What needs to be done →
Repeat what the lines below say, word for word, and skip every image.

Source data →
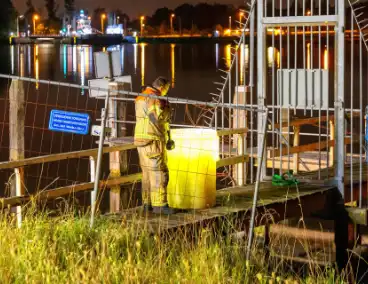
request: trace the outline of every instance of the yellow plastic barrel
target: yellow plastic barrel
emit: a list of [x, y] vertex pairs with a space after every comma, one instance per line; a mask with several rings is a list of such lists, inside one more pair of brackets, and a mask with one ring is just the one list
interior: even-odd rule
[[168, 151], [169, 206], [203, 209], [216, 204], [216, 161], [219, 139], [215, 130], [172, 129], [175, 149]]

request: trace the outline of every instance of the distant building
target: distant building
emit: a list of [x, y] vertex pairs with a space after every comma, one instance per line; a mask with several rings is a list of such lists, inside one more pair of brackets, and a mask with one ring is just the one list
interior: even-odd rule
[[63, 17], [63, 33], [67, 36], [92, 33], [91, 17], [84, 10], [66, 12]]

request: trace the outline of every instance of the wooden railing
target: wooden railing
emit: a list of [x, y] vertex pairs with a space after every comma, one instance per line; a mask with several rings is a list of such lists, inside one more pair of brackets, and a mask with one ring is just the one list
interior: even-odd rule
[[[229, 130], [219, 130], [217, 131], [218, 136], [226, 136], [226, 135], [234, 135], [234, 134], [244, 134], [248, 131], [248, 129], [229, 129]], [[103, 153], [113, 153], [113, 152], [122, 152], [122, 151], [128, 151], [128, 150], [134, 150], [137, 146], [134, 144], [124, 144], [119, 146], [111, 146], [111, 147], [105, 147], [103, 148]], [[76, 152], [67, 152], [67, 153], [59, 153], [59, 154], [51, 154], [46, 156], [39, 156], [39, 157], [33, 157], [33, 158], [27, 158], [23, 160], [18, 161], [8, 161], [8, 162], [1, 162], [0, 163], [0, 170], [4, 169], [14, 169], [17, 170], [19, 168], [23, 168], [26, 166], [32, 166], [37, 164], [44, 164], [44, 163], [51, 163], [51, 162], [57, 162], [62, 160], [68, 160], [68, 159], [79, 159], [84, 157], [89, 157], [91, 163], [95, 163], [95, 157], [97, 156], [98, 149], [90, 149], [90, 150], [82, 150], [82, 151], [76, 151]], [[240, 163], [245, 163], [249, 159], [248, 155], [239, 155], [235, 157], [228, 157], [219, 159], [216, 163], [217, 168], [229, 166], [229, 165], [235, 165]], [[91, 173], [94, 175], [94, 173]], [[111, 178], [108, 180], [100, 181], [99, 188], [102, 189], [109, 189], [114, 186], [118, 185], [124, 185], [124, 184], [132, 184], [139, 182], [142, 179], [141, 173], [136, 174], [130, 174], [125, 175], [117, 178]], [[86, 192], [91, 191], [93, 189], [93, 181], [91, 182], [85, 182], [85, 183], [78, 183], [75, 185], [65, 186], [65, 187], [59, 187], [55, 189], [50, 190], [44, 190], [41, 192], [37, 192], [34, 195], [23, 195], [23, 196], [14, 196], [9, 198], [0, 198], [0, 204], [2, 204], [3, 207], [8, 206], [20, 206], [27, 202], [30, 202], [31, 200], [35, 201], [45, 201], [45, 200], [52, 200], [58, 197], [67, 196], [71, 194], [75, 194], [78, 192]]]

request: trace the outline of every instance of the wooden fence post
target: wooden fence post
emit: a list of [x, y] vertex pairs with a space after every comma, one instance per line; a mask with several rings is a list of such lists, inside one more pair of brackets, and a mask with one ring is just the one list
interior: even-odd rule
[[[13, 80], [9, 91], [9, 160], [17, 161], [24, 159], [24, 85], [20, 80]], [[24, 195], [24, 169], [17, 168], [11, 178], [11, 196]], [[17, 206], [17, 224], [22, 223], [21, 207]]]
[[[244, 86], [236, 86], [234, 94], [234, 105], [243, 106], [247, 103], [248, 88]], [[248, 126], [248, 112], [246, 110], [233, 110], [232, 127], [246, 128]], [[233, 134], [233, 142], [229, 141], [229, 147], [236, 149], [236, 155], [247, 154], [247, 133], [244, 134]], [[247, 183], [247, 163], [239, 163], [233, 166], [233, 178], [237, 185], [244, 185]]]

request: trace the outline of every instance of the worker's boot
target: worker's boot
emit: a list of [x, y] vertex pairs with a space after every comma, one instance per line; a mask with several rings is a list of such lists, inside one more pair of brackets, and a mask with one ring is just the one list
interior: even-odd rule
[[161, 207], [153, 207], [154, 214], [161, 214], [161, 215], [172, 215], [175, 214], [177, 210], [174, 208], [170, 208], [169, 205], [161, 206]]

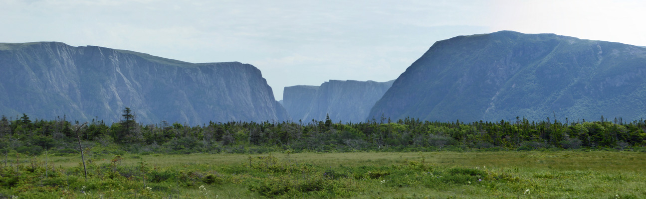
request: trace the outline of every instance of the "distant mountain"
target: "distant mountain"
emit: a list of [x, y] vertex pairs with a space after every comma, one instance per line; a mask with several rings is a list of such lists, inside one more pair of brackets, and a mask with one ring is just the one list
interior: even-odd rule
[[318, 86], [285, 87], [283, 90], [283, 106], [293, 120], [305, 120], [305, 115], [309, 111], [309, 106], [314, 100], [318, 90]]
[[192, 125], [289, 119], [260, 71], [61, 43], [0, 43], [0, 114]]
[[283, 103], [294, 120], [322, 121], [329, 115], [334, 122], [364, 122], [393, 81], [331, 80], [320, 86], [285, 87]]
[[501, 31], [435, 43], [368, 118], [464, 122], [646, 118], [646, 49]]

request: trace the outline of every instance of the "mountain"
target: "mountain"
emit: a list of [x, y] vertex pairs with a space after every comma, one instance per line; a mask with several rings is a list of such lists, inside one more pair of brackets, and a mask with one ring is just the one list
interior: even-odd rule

Output for this exercise →
request: trace the outline of every instance of the yellow plastic barrel
target: yellow plastic barrel
emit: a list of [x, y] vertex pairs with a space after every comma, one instance per line; a mask with several rings is a list of such lists, inside one more pair of brackets, and a mask with one ring is just the one list
interior: even-odd rule
[[168, 151], [169, 206], [203, 209], [216, 204], [216, 161], [219, 139], [215, 130], [172, 129], [175, 149]]

request: trace the outline of every instance of the distant building
target: distant building
emit: a list of [x, y] vertex pairs with a space after every comma, one instance per line; a mask with several rings is a list of such lists, inside one more pair of brackets, and a mask with one ring is just the one list
interior: even-odd rule
[[63, 17], [63, 33], [67, 36], [92, 33], [91, 17], [84, 10], [66, 12]]

request: trace the outline of every instance of the wooden railing
target: wooden railing
emit: a list of [x, y] vertex pairs with a space after every comma, one instance per line; a mask with several rings is a list of such lists, inside one more pair of brackets, and a mask with one ring is just the one list
interior: even-odd rule
[[[229, 130], [219, 130], [217, 131], [218, 136], [226, 136], [226, 135], [234, 135], [234, 134], [244, 134], [248, 131], [248, 129], [229, 129]], [[103, 153], [113, 153], [113, 152], [122, 152], [122, 151], [128, 151], [128, 150], [134, 150], [137, 146], [134, 144], [124, 144], [119, 146], [111, 146], [111, 147], [105, 147], [103, 148]], [[76, 152], [67, 152], [67, 153], [59, 153], [59, 154], [51, 154], [46, 156], [39, 156], [39, 157], [33, 157], [33, 158], [27, 158], [23, 160], [18, 161], [8, 161], [8, 162], [1, 162], [0, 163], [0, 170], [4, 169], [14, 169], [17, 170], [19, 168], [23, 168], [26, 166], [32, 166], [37, 164], [44, 164], [44, 163], [51, 163], [51, 162], [57, 162], [62, 160], [68, 160], [68, 159], [79, 159], [84, 157], [89, 157], [91, 163], [95, 163], [95, 157], [97, 156], [98, 149], [90, 149], [90, 150], [82, 150], [82, 151], [76, 151]], [[240, 163], [245, 163], [249, 159], [248, 155], [239, 155], [235, 157], [228, 157], [219, 159], [216, 163], [217, 168], [229, 166], [229, 165], [235, 165]], [[91, 173], [94, 175], [94, 173]], [[111, 178], [108, 180], [100, 181], [99, 188], [102, 189], [109, 189], [114, 186], [118, 185], [124, 185], [124, 184], [132, 184], [139, 182], [142, 179], [141, 173], [136, 174], [130, 174], [125, 175], [117, 178]], [[86, 192], [91, 191], [93, 189], [93, 181], [91, 182], [85, 182], [85, 183], [78, 183], [75, 185], [65, 186], [65, 187], [59, 187], [55, 189], [50, 190], [44, 190], [41, 192], [37, 192], [34, 195], [23, 195], [23, 196], [14, 196], [9, 198], [0, 198], [0, 204], [2, 204], [3, 207], [8, 206], [20, 206], [27, 202], [30, 202], [31, 200], [35, 201], [45, 201], [45, 200], [52, 200], [58, 197], [67, 196], [71, 194], [75, 194], [78, 192]]]

request: trace the outline of every instance of the wooden fence post
target: wooden fence post
emit: a list of [x, y] vertex pairs with a space after every comma, one instance per line; a mask with several rings is a list of such lists, inside one more pair of brackets, and a mask with one ring is just the one list
interior: even-odd rule
[[[13, 80], [9, 91], [9, 160], [17, 161], [24, 159], [24, 85], [20, 80]], [[24, 195], [24, 169], [17, 168], [11, 178], [11, 196]], [[17, 206], [17, 224], [22, 223], [21, 207]]]
[[[244, 86], [236, 86], [234, 94], [234, 105], [243, 106], [247, 103], [248, 88]], [[248, 126], [248, 112], [246, 110], [233, 110], [232, 127], [246, 128]], [[233, 134], [233, 142], [229, 141], [229, 147], [236, 149], [236, 155], [247, 154], [247, 133], [244, 134]], [[247, 183], [247, 163], [239, 163], [233, 166], [233, 178], [237, 185], [244, 185]]]

request: trace the outline of every instance of the worker's boot
target: worker's boot
emit: a list of [x, y] vertex pairs with a space after every comma, one instance per line; a mask with several rings is a list of such lists, inside one more pair of brackets, and a mask with one ring is just the one list
interior: even-odd rule
[[161, 207], [153, 207], [154, 214], [161, 214], [161, 215], [172, 215], [175, 214], [177, 210], [174, 208], [170, 208], [169, 205], [161, 206]]

request: trace the outline of every instance of the "distant mountain"
target: "distant mountain"
emit: a list of [x, y] vertex pairs with a space after every comma, one instance per line; a mask with several rings is a list of such lists, inside one more pair of brackets, and a mask with one ring is just the one list
interior: even-odd rule
[[318, 86], [285, 87], [283, 90], [283, 106], [293, 120], [305, 120], [305, 115], [309, 111], [309, 106], [314, 100], [318, 90]]
[[192, 125], [289, 119], [260, 71], [61, 43], [0, 43], [0, 114]]
[[283, 103], [294, 120], [322, 121], [329, 115], [334, 122], [364, 122], [393, 81], [331, 80], [320, 86], [285, 87]]
[[501, 31], [435, 43], [368, 118], [464, 122], [646, 118], [646, 49]]

request: trace the outline of every instance of the "mountain"
target: "mountain"
emit: a list of [x, y] vertex pairs with a space after every comma, one instance per line; a mask with several rings is a list of such lists, inside one more pair of brackets, and a mask with one ring is just the one list
interior: even-odd rule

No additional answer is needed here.